Given request 1: From the records below, filter out every line that contains the string "trail" and copy those lines. Case counts.

**** Page extract

Akinci Law Office is an international law firm, based in Istanbul Turkey, committed to providing high-quality legal service both in international and domestic practices. We provide specialized legal services to prominent local firms as well as to well-known corporations around the world.

Need-Based Eviction of Tenants

02 November, 2020

Law No. 6098 of the Turkish Code of Obligations is related to arrangements in which the landlord terminates a tenancy agreement for housing and or a place of business. Even where the tenancy term is fixed, a tenancy contract shall not end automatically when the stipulated term in the contract is over. If the tenant wishes to terminate the contract, he or she can do so subject to the submission of a notice of termination 15 days prior to the date of desired termination; or for contracts with indefinite duration, pursuant to legal conditions for termination notices. The landlord, on the other hand, can unilaterally terminate a tenancy contract that has indefinite duration 10 years from the effective date; and a contract that has a fixed duration, 10 years from the end of the extension period, subject to relevant procedures as provided by the law.  

Even though the landlord is only given the right to terminate after a 10-year period, under certain circumstances, he or she can demand the eviction of the tenant.

********

Given request 2: Output the text on tenant eviction above in full, word for word.

**** Material provided

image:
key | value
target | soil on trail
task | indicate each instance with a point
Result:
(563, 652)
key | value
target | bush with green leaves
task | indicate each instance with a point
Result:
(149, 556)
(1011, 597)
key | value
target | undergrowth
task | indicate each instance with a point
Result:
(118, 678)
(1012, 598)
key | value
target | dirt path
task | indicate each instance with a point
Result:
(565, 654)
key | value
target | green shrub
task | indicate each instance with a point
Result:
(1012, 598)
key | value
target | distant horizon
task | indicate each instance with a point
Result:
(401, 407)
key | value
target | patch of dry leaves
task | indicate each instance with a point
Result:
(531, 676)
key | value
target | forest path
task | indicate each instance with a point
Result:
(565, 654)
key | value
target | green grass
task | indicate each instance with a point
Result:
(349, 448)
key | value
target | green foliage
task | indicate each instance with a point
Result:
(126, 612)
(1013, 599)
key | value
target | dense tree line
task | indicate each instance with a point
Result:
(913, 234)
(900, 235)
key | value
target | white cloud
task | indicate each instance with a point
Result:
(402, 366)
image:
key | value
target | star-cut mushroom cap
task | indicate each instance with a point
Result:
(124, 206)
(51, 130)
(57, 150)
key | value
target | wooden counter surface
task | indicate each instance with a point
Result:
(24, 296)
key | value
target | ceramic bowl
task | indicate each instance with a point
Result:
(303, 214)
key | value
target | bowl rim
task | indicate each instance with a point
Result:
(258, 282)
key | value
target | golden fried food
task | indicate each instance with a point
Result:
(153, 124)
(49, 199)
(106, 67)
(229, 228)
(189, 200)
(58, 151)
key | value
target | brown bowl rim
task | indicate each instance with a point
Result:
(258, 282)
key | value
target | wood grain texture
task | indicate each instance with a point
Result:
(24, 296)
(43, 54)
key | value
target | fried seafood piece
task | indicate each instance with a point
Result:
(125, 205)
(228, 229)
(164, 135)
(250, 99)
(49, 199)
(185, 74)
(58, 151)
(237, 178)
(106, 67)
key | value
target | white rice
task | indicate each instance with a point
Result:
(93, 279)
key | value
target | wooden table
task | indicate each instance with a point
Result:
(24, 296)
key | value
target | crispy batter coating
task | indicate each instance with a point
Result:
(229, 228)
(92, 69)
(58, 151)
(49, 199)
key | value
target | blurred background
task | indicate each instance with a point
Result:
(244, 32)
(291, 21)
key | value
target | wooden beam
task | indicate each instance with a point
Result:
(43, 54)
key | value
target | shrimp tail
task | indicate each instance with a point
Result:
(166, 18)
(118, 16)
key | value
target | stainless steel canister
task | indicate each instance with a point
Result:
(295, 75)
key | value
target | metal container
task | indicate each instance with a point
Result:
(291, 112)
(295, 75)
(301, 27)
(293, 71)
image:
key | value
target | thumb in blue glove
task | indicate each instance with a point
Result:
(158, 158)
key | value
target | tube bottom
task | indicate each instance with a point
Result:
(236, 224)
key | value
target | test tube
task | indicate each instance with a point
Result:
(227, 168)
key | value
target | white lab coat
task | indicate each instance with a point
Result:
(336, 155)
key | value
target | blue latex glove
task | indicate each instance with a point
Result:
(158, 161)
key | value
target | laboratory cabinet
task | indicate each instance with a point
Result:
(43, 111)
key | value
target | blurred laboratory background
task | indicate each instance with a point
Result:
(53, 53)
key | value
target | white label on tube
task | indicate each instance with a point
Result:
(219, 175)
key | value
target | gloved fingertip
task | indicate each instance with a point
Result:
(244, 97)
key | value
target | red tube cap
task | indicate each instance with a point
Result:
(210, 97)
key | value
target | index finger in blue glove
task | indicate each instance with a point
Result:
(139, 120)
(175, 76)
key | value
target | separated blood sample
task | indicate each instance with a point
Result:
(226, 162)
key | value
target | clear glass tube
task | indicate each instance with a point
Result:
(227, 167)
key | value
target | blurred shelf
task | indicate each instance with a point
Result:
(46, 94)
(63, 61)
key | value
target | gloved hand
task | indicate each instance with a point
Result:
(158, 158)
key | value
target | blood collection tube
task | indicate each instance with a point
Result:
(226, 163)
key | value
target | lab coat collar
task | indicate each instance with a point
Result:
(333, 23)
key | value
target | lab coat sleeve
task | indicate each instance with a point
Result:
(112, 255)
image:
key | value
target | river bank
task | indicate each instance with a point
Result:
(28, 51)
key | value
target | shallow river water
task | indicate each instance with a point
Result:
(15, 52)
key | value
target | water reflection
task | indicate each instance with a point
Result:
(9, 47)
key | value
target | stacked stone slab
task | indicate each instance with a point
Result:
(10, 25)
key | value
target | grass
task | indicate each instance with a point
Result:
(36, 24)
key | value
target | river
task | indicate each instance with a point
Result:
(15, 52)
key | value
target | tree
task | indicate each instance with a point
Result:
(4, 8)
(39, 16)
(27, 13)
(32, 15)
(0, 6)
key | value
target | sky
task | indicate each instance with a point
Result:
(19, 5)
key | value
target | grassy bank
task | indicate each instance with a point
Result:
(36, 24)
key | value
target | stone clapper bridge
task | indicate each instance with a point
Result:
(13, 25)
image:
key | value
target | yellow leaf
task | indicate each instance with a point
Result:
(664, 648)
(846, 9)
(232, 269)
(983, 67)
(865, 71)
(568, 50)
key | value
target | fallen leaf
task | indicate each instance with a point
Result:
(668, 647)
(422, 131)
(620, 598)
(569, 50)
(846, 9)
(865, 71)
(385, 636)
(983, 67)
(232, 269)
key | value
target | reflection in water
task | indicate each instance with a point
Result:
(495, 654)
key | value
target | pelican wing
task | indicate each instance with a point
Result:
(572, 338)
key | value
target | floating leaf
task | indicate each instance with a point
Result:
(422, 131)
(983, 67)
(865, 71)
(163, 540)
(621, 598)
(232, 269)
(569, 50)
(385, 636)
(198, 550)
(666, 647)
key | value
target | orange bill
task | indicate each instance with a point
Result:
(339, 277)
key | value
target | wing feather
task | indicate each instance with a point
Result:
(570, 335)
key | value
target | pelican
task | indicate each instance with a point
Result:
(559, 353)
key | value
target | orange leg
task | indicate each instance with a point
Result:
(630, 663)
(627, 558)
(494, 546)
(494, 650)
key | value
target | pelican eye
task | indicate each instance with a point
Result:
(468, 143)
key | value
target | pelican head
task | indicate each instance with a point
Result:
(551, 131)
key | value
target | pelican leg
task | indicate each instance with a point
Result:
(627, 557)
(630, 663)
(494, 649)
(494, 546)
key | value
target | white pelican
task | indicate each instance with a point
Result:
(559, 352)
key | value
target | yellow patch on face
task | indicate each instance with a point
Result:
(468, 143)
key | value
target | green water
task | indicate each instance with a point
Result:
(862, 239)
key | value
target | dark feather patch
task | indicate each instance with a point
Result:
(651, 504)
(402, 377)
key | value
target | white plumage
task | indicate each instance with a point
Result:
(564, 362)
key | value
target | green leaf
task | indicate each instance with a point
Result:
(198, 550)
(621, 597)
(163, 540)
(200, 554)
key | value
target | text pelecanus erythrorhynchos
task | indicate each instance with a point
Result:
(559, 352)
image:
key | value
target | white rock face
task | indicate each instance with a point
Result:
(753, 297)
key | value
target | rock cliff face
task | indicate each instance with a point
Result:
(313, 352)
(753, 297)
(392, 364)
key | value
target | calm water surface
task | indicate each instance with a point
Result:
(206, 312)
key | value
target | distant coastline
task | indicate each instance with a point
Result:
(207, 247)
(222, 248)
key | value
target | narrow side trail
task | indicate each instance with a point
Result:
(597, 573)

********

Correct result 1:
target | soil on trail
target | narrow side trail

Correct result 2:
Akinci Law Office is an international law firm, based in Istanbul Turkey, committed to providing high-quality legal service both in international and domestic practices. We provide specialized legal services to prominent local firms as well as to well-known corporations around the world.

Need-Based Eviction of Tenants

02 November, 2020

Law No. 6098 of the Turkish Code of Obligations is related to arrangements in which the landlord terminates a tenancy agreement for housing and or a place of business. Even where the tenancy term is fixed, a tenancy contract shall not end automatically when the stipulated term in the contract is over. If the tenant wishes to terminate the contract, he or she can do so subject to the submission of a notice of termination 15 days prior to the date of desired termination; or for contracts with indefinite duration, pursuant to legal conditions for termination notices. The landlord, on the other hand, can unilaterally terminate a tenancy contract that has indefinite duration 10 years from the effective date; and a contract that has a fixed duration, 10 years from the end of the extension period, subject to relevant procedures as provided by the law.  

Even though the landlord is only given the right to terminate after a 10-year period, under certain circumstances, he or she can demand the eviction of the tenant.